» Task statement
Convert the data from its start through the line containing "(1330, 770)" into a two-column CSV with the headers text and answer. Each row should pair one text with its answer in quoted fields, with line breaks replaced by spaces, and the pictures should be left out.
====
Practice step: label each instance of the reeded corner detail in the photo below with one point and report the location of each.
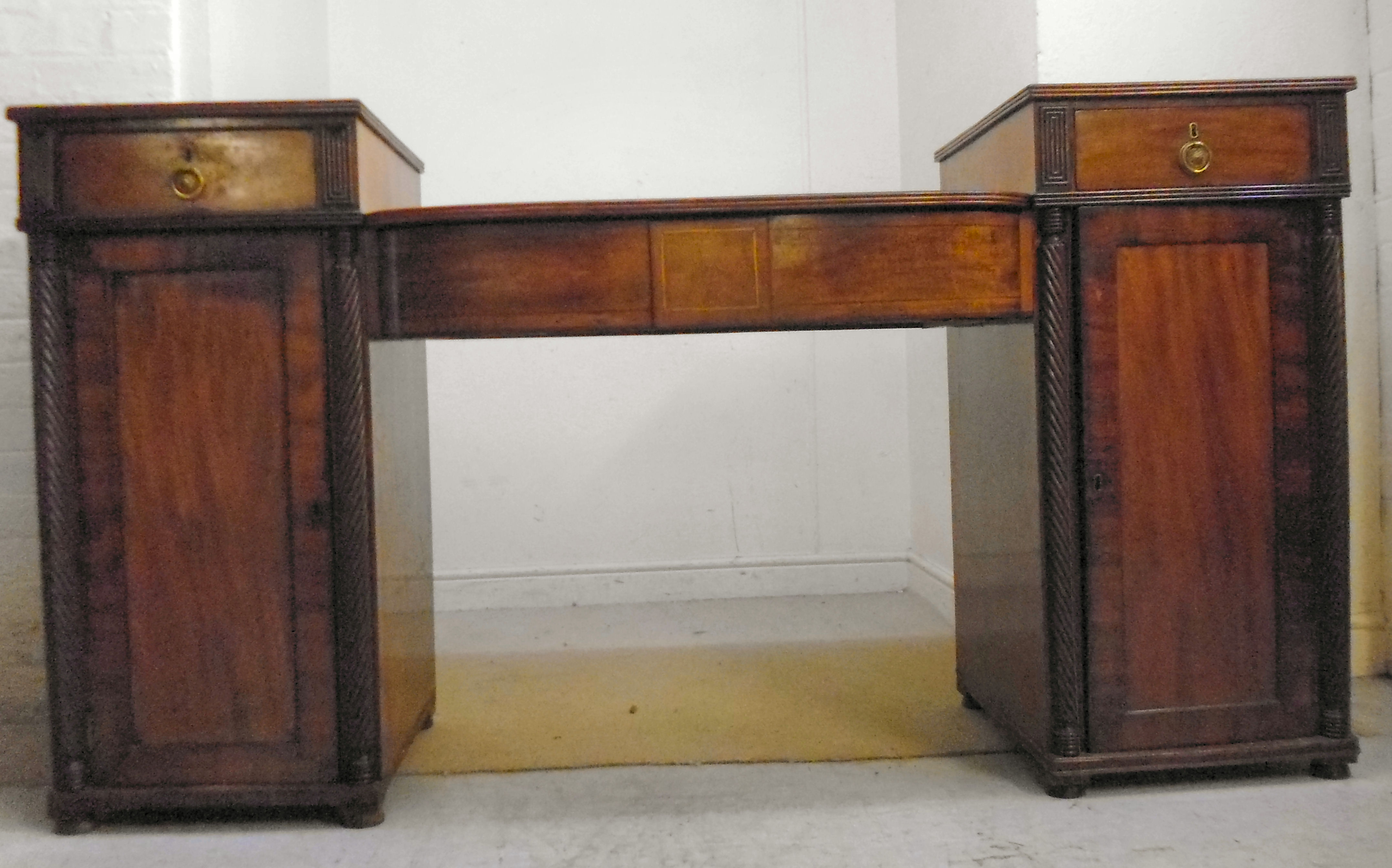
(1058, 480)
(1331, 140)
(336, 165)
(1054, 152)
(709, 269)
(356, 599)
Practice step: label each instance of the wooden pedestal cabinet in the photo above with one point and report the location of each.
(207, 469)
(1150, 482)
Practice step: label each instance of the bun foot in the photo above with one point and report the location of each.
(360, 817)
(69, 825)
(1330, 770)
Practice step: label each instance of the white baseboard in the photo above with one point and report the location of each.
(665, 582)
(935, 584)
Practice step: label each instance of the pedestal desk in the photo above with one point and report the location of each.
(1149, 419)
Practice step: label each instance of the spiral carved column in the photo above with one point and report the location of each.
(1058, 480)
(356, 602)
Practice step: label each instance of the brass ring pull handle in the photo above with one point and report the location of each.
(1193, 155)
(187, 183)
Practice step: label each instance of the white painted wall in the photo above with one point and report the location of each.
(1380, 85)
(574, 455)
(986, 59)
(1185, 39)
(51, 52)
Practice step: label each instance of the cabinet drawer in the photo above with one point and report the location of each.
(108, 174)
(1142, 148)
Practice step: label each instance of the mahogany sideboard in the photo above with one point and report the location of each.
(1149, 423)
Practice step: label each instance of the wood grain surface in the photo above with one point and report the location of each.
(203, 447)
(1138, 148)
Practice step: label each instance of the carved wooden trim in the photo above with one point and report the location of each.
(1330, 412)
(390, 287)
(1054, 152)
(1058, 482)
(1334, 190)
(1331, 147)
(38, 195)
(336, 158)
(356, 604)
(56, 453)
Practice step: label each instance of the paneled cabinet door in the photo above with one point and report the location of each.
(1198, 475)
(205, 508)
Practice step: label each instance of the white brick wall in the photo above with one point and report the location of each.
(51, 52)
(1380, 51)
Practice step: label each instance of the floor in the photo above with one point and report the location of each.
(794, 679)
(981, 810)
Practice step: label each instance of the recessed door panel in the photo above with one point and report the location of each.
(1196, 472)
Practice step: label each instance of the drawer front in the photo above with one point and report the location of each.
(1146, 148)
(109, 174)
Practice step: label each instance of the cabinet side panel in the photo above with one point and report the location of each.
(201, 386)
(385, 180)
(996, 525)
(1002, 160)
(406, 568)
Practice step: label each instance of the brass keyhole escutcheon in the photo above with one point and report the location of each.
(187, 183)
(1195, 156)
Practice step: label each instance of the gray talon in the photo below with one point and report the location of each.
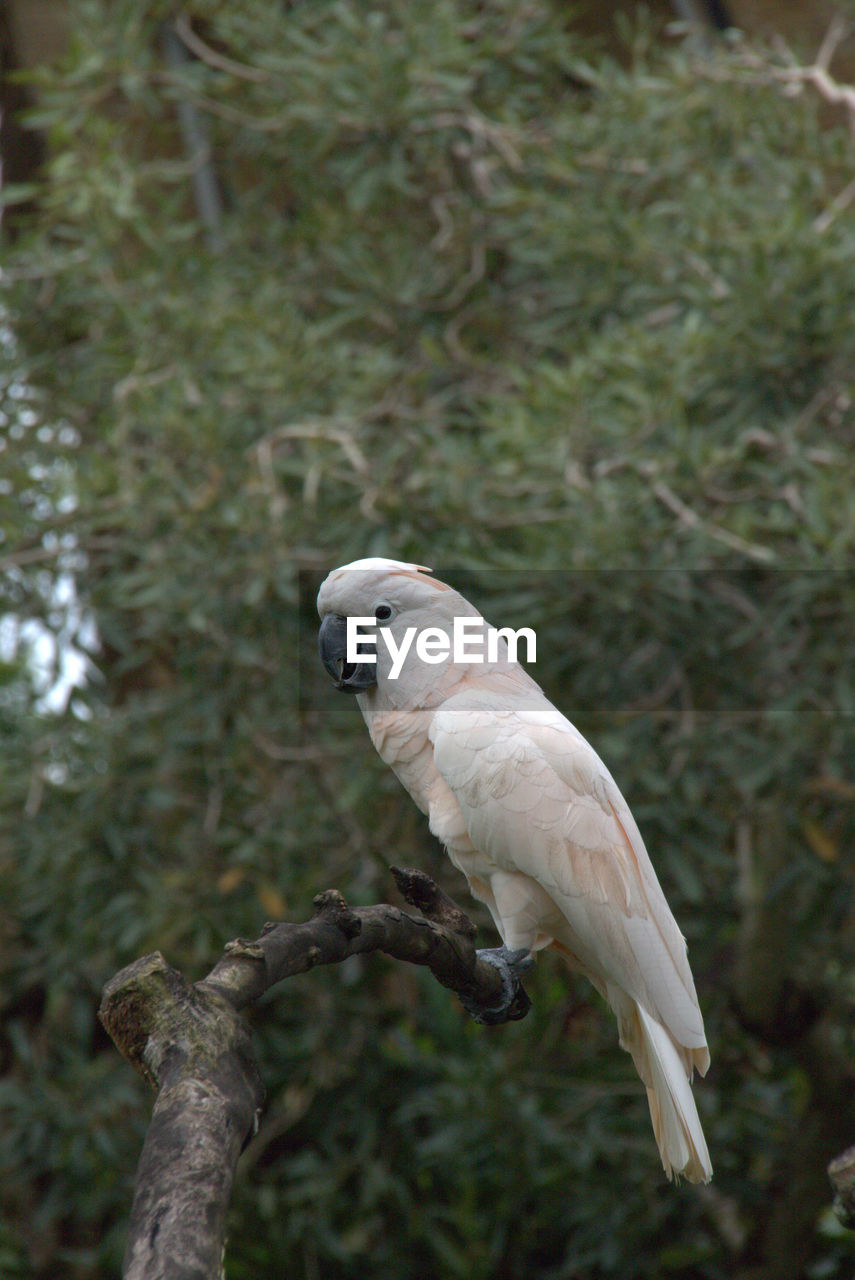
(510, 965)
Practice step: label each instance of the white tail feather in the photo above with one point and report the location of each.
(672, 1107)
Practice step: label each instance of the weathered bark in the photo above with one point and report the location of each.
(188, 1042)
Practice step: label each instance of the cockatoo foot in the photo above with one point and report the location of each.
(510, 965)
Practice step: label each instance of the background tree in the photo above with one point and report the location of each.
(579, 334)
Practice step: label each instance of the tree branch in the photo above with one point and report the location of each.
(188, 1042)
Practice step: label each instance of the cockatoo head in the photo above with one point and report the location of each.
(398, 595)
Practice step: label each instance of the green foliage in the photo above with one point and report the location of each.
(577, 333)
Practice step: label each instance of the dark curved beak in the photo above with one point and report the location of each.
(332, 644)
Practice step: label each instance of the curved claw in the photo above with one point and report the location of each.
(510, 965)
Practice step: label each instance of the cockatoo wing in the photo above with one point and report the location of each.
(538, 800)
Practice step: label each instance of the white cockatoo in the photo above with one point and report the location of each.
(531, 816)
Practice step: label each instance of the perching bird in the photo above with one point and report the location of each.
(534, 819)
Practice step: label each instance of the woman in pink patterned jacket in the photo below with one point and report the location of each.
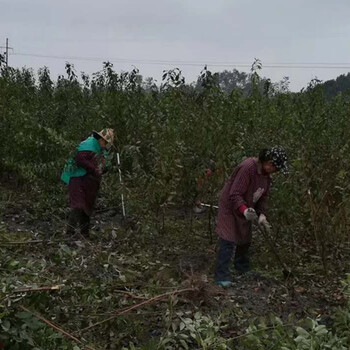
(242, 201)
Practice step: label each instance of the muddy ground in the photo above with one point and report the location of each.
(120, 256)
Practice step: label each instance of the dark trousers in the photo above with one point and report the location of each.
(78, 218)
(226, 251)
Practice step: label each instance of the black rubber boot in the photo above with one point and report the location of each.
(73, 221)
(84, 224)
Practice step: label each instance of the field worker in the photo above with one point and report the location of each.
(82, 174)
(243, 200)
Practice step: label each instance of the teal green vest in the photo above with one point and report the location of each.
(71, 169)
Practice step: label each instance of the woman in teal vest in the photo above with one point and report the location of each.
(82, 174)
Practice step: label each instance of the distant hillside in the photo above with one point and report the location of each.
(333, 87)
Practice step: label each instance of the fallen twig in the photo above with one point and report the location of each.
(130, 295)
(38, 289)
(148, 301)
(68, 335)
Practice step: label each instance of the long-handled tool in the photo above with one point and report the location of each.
(121, 183)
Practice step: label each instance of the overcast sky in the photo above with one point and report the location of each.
(189, 33)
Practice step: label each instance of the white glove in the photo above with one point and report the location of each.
(262, 221)
(250, 214)
(257, 194)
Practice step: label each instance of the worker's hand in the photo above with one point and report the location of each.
(262, 221)
(250, 214)
(98, 172)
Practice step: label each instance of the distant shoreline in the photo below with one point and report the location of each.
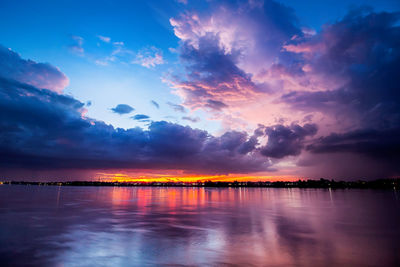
(393, 184)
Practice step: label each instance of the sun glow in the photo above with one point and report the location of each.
(123, 177)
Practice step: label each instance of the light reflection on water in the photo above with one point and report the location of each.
(142, 226)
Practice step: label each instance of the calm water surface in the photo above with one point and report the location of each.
(150, 226)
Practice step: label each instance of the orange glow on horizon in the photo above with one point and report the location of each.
(121, 177)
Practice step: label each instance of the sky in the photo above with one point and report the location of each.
(189, 89)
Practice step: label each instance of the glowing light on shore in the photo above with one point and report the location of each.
(125, 177)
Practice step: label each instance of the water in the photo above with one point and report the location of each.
(150, 226)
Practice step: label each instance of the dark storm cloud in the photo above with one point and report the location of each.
(381, 144)
(287, 141)
(362, 52)
(122, 109)
(43, 130)
(213, 45)
(41, 75)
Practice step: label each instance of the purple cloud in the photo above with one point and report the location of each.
(122, 109)
(41, 75)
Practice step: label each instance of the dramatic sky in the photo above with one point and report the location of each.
(189, 89)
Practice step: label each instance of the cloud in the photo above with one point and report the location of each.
(42, 130)
(41, 75)
(154, 103)
(286, 140)
(140, 117)
(377, 144)
(191, 119)
(123, 109)
(176, 107)
(149, 57)
(104, 38)
(76, 46)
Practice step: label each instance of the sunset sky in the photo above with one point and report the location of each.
(190, 89)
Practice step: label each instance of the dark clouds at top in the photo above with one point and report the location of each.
(41, 75)
(43, 130)
(348, 72)
(363, 50)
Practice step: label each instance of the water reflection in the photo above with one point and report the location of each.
(105, 226)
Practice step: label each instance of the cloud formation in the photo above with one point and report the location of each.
(286, 141)
(176, 107)
(154, 103)
(149, 57)
(41, 75)
(44, 130)
(122, 109)
(140, 117)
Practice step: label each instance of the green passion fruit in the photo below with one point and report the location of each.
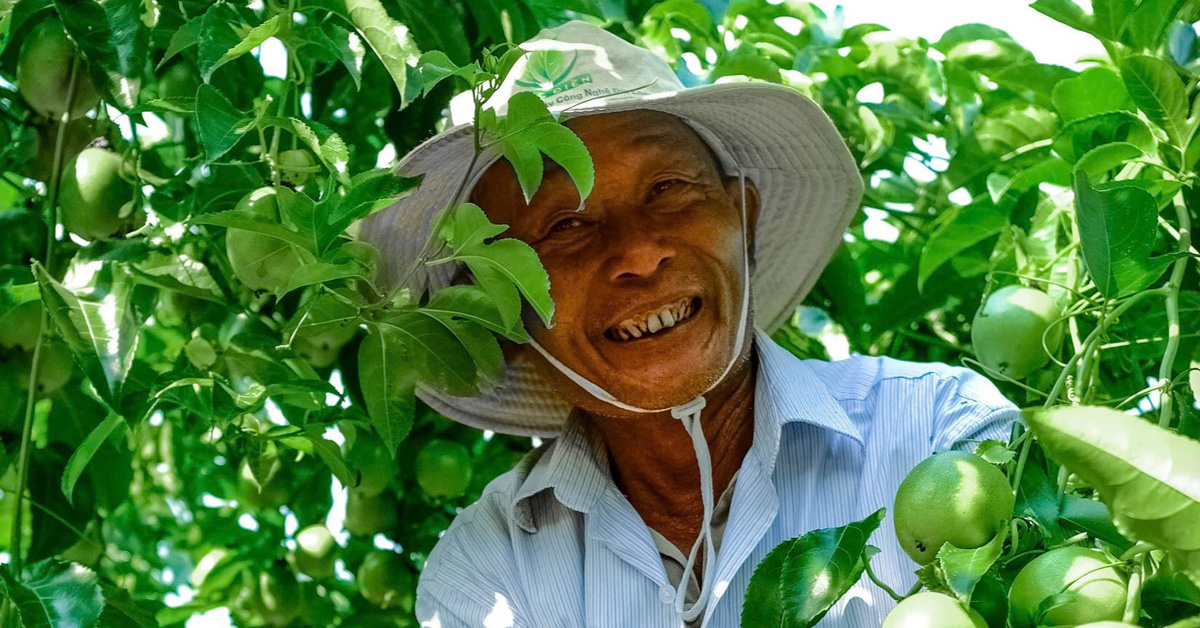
(316, 551)
(1007, 330)
(1097, 590)
(933, 610)
(96, 199)
(372, 461)
(951, 497)
(279, 594)
(324, 329)
(43, 72)
(297, 166)
(383, 579)
(268, 496)
(443, 468)
(261, 262)
(370, 514)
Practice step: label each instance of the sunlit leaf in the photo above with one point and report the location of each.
(1149, 476)
(801, 579)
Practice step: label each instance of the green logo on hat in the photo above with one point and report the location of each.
(549, 72)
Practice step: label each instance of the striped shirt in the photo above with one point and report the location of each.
(555, 543)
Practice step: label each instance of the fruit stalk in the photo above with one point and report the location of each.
(35, 368)
(1173, 310)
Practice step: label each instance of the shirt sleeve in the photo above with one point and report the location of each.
(970, 410)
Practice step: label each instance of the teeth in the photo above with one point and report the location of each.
(664, 318)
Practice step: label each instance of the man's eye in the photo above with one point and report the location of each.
(565, 223)
(663, 186)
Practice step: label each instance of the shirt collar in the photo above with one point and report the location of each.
(575, 465)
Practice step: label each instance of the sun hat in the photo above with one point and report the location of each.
(808, 183)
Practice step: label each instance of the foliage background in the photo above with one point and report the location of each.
(999, 135)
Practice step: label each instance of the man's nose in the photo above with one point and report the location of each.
(637, 252)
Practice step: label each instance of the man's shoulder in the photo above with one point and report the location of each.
(861, 377)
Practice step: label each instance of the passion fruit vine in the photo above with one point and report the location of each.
(951, 497)
(1007, 332)
(261, 262)
(43, 72)
(96, 201)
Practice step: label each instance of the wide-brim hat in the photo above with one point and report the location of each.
(808, 183)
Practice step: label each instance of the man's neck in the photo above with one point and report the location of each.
(654, 462)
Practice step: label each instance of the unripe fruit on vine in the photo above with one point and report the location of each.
(372, 461)
(1099, 590)
(273, 492)
(43, 72)
(76, 136)
(951, 497)
(384, 579)
(328, 326)
(316, 551)
(279, 594)
(55, 363)
(369, 515)
(96, 201)
(1007, 330)
(443, 468)
(205, 566)
(261, 262)
(933, 610)
(297, 166)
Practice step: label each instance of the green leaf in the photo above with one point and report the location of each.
(958, 231)
(528, 131)
(253, 39)
(1147, 476)
(1096, 90)
(1066, 12)
(1159, 93)
(220, 124)
(82, 455)
(389, 39)
(217, 37)
(54, 593)
(472, 303)
(101, 330)
(388, 384)
(113, 40)
(437, 354)
(961, 569)
(1098, 161)
(801, 579)
(1117, 223)
(466, 231)
(1092, 516)
(184, 37)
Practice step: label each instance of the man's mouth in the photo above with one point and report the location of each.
(654, 322)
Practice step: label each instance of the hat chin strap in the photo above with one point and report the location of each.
(689, 414)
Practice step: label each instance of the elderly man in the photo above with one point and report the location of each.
(687, 444)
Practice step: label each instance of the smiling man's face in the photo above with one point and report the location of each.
(647, 280)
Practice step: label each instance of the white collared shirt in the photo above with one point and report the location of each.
(553, 542)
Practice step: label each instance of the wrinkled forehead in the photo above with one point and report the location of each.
(613, 133)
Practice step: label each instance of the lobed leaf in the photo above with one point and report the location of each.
(799, 580)
(1149, 476)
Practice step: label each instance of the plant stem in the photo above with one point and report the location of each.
(1133, 598)
(35, 368)
(1173, 310)
(880, 584)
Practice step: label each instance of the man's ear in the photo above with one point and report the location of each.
(733, 187)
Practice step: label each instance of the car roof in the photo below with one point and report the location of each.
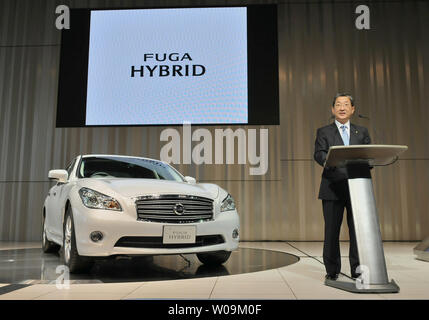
(119, 156)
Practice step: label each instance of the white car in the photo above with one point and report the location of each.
(110, 205)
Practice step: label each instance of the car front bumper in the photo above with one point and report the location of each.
(115, 225)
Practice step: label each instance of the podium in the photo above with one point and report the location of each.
(358, 160)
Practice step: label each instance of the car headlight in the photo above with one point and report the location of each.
(227, 204)
(96, 200)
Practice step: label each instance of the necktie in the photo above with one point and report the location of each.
(344, 135)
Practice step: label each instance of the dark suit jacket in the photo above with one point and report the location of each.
(334, 180)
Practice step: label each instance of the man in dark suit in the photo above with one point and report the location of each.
(334, 190)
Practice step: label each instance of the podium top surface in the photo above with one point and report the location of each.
(374, 154)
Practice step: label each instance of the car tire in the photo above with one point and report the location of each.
(72, 259)
(214, 258)
(47, 245)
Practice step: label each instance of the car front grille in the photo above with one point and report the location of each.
(156, 242)
(174, 208)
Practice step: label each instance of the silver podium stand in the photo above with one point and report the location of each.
(358, 159)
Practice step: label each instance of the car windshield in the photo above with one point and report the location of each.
(122, 167)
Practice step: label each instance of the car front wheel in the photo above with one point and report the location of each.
(72, 259)
(214, 258)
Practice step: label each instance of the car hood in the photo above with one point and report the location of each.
(139, 187)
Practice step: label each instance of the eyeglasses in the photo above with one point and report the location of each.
(347, 104)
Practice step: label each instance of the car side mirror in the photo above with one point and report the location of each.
(190, 180)
(60, 175)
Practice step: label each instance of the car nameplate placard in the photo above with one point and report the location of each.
(179, 234)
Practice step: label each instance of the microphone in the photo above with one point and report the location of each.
(367, 118)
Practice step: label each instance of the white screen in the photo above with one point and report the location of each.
(128, 86)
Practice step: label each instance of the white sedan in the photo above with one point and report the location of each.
(110, 205)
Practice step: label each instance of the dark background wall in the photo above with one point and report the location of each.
(320, 52)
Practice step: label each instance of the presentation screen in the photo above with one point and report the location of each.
(168, 66)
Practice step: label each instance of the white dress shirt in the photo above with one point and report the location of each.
(347, 124)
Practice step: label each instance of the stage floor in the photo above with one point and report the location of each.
(281, 278)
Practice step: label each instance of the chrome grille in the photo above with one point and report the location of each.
(174, 208)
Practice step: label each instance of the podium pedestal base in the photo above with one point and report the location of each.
(390, 287)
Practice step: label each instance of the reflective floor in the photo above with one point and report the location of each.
(24, 265)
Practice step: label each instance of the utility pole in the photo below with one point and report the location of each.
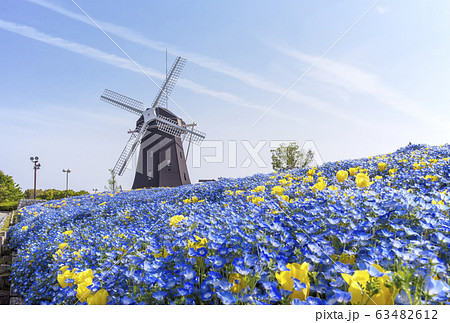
====
» Exercise result
text,answer
"Practice step: label each instance of the reeded corner detail in the photo below with one point and report the location of each.","(1058, 480) (1331, 140) (336, 165) (1054, 152) (709, 269) (356, 599)"
"Practice step: label each instance of the wooden pedestal cabinet in the photo above with one point and report the location of each.","(207, 469) (1150, 482)"
"Practice step: label each instance of the bun foot in the photo above with one point and report the location of each.","(360, 817) (69, 825) (1330, 770)"